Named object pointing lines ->
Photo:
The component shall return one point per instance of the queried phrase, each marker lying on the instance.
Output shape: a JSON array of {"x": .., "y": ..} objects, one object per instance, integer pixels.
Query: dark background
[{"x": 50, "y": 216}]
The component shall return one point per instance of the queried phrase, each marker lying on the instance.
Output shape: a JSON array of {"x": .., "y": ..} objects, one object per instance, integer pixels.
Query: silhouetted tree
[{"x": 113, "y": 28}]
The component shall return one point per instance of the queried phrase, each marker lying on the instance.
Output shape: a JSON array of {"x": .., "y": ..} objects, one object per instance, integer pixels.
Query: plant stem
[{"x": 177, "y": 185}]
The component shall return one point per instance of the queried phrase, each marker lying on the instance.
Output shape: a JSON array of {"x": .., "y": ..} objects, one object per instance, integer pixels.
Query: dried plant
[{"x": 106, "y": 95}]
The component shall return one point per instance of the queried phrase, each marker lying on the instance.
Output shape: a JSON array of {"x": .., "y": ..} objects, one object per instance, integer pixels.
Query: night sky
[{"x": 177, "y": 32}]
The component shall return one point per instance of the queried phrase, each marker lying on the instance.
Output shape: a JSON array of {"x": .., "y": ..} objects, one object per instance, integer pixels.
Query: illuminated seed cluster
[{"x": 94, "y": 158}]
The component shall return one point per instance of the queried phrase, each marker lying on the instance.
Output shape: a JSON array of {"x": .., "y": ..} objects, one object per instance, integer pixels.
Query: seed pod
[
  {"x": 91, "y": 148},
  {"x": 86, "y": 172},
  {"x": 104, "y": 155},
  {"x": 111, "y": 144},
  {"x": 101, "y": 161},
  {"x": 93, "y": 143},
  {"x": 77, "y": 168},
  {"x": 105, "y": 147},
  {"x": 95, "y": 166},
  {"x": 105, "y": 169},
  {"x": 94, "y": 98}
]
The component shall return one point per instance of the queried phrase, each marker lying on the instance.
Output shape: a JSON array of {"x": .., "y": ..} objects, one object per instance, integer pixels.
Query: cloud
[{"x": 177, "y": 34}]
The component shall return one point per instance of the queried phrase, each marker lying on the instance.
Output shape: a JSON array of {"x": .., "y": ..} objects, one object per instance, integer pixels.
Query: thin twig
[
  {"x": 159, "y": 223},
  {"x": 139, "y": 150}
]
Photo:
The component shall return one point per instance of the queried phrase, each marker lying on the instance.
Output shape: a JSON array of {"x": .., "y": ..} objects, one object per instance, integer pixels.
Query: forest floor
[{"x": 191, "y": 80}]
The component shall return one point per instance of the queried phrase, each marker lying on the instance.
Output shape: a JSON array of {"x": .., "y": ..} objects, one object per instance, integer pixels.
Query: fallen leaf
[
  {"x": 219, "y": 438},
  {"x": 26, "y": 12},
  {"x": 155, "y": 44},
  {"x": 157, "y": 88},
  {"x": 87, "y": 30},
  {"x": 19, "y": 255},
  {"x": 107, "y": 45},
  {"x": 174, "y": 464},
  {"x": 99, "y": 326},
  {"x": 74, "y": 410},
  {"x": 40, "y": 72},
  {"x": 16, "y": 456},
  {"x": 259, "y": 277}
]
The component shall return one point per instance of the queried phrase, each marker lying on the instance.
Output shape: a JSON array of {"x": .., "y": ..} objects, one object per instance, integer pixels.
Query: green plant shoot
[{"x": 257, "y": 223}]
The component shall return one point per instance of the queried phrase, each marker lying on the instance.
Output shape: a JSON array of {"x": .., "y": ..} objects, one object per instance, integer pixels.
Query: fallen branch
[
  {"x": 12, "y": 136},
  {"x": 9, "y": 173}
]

Direction ->
Show every line above that contains the word "plant", and note that case counts.

Task response ->
Query: plant stem
Query: dried plant
Query: green plant shoot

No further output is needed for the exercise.